* _Extracted text_:

________________________________________

Mat Haynes, Commercial Property Partner at Milners, explains the impact of the CIL on your upcoming property development project.
The Leeds City Council has in the last few days approved “The Core Strategy” which is a 15 year planning framework to guide all development across the Leeds district. It provides a blueprint for sustainable economic growth through development, housing and job creation across the whole city.
The key principles of the Core Strategy provides for 70,000 new homes in the Leeds District at a rate of 3,660 a year in the initial years with a significant proportion being allocated to affordable housing.
As part of the Core Strategy the Council has voted to introduce the CIL on new developments in the city as a way of collecting contributions for infrastructure such as transport, education, flood alleviation and green space.
The Core Strategy and the CIL are now subject to a statutory six week period of possible legal challenge but on the assumption that they will be adopted what does it mean in reality?
Why does this affect you?

________________________________________

* _Entries shown_:
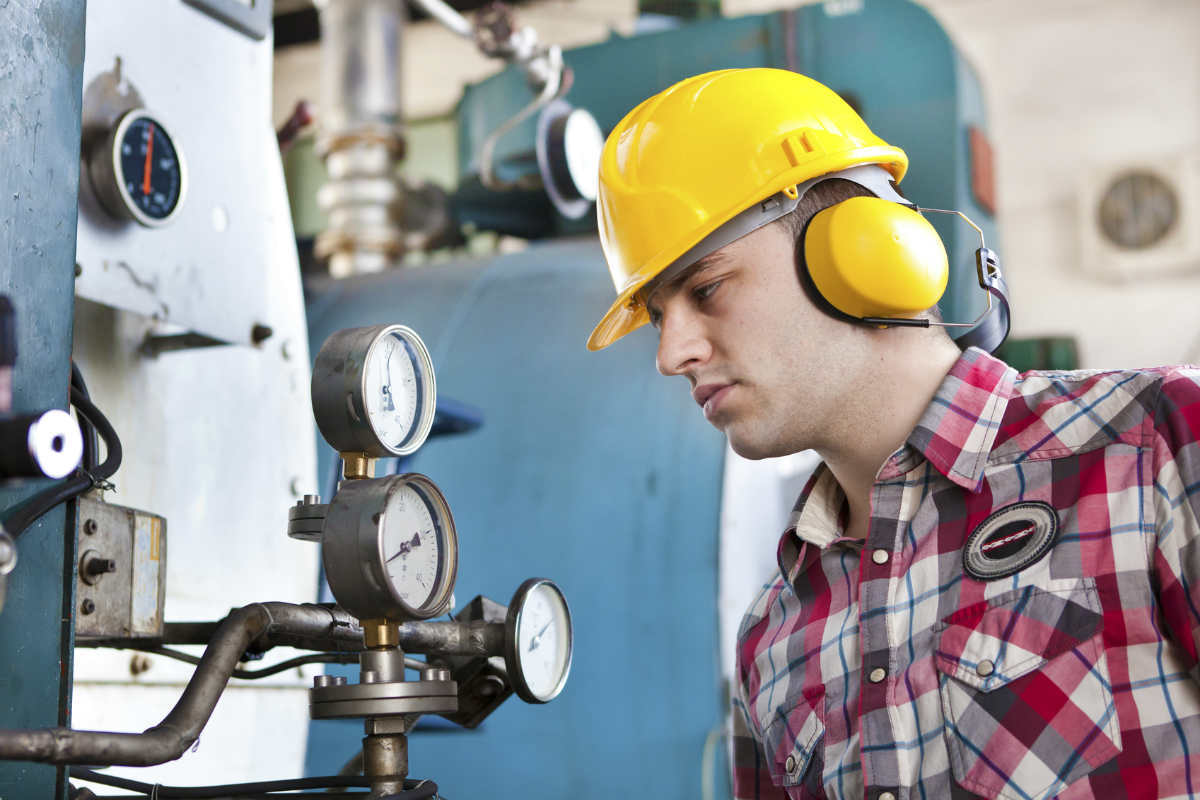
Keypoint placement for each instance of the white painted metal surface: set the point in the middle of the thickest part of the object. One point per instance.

________________________________________

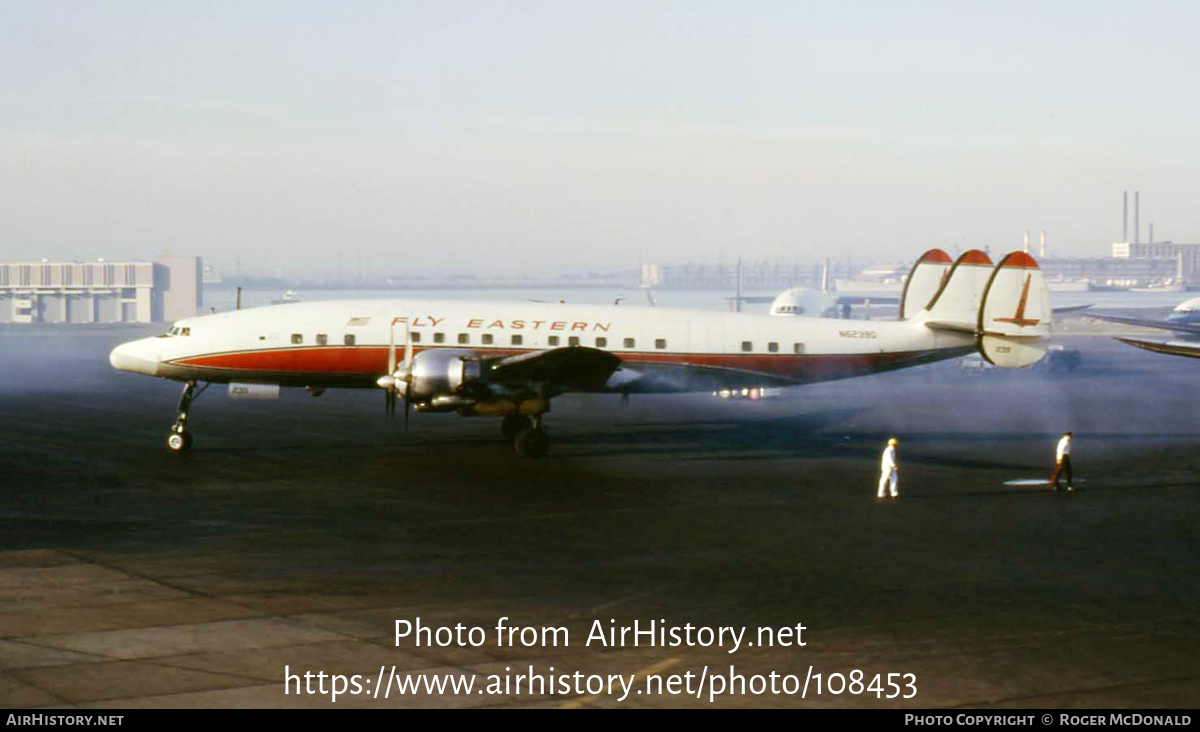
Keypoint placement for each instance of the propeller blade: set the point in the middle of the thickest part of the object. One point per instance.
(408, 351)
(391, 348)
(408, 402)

________________________________________

* _Task set_:
(a) Translate this sentence from the passage on the Leeds Core Strategy into Spanish: "The Core Strategy and the CIL are now subject to a statutory six week period of possible legal challenge but on the assumption that they will be adopted what does it mean in reality?"
(b) Repeat the passage on the Leeds Core Strategy verbatim, from "Mat Haynes, Commercial" to "to affordable housing.".

* _Exercise results_:
(a) La Core Strategy y el CIL están ahora sujetos a un plazo legal de seis semanas durante el cual pueden ser impugnados judicialmente, pero, suponiendo que se adopten, ¿qué significa esto en la práctica?

(b)
Mat Haynes, Commercial Property Partner at Milners, explains the impact of the CIL on your upcoming property development project.
The Leeds City Council has in the last few days approved “The Core Strategy” which is a 15 year planning framework to guide all development across the Leeds district. It provides a blueprint for sustainable economic growth through development, housing and job creation across the whole city.
The key principles of the Core Strategy provides for 70,000 new homes in the Leeds District at a rate of 3,660 a year in the initial years with a significant proportion being allocated to affordable housing.